Given data:

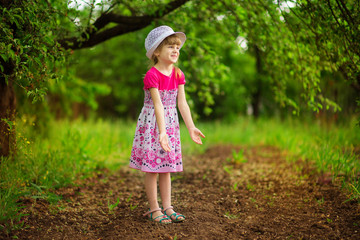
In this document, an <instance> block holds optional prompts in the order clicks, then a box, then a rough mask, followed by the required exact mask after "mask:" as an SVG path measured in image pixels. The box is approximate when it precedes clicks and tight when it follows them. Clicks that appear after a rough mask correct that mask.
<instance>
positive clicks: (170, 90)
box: [129, 67, 185, 173]
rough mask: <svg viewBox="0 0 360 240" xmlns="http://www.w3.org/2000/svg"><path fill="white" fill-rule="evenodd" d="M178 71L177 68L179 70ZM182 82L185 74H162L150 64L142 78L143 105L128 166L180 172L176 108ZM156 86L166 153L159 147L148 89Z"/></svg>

Problem requirements: Rewrite the records above, replacing every "rough mask" with "coarse mask" and changing nothing else, and leave the pictures out of your answer.

Task response:
In this document, an <instance> block holds optional prompts in the order clicks, then a box, then a coarse mask, followed by the required exact mask after "mask:" as an SVG path measured in image pixels. The box is approximate when it precedes clicks and tight when it follows them. Clicks that appear after a coarse mask correct that mask.
<instance>
positive clicks: (170, 90)
box: [129, 67, 185, 173]
coarse mask: <svg viewBox="0 0 360 240" xmlns="http://www.w3.org/2000/svg"><path fill="white" fill-rule="evenodd" d="M178 71L177 68L179 70ZM182 82L185 74H162L150 64L142 78L143 105L128 166L180 172L176 108ZM156 86L166 153L159 147L148 89Z"/></svg>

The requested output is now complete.